■ **WHAT THE EXERCISE ASKS**:
Could you lay out every line of the items below as a Markdown table with the columns "Row" and "Line", skipping blank lines and leaving out the pictures?

■ **SOURCE MATERIAL**:
____________

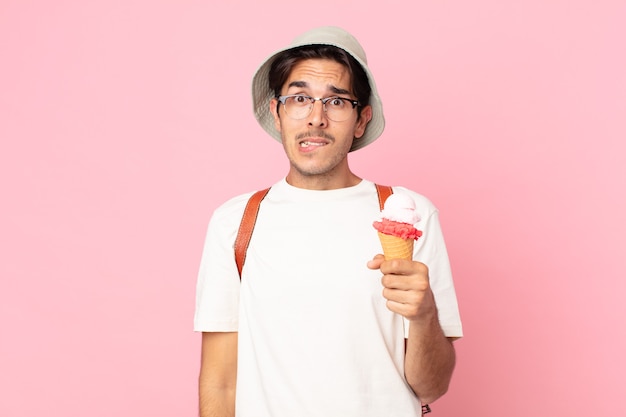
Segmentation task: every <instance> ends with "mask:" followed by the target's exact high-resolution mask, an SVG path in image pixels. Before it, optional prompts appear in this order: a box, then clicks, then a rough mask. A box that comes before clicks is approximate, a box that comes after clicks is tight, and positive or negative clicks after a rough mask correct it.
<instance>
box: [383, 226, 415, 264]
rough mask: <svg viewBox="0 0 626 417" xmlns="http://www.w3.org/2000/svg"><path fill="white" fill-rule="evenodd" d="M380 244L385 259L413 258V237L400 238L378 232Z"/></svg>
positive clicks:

____________

■ **SOLUTION TO THE EXERCISE**:
| Row | Line |
|---|---|
| 1 | Segmentation task: every <instance> ends with "mask:" followed by the target's exact high-resolution mask, an SVG path in image pixels. Before it, optional prompts appear in this order: a box, then clicks, then a rough mask. A box that comes before clicks is approximate, a box that comes after clicks is tight, and positive or negative clicks after a rough mask correct it. |
| 2 | <instance> |
| 3 | box: [383, 226, 415, 264] |
| 4 | rough mask: <svg viewBox="0 0 626 417" xmlns="http://www.w3.org/2000/svg"><path fill="white" fill-rule="evenodd" d="M380 244L385 259L413 258V237L400 238L378 232Z"/></svg> |
| 5 | positive clicks: |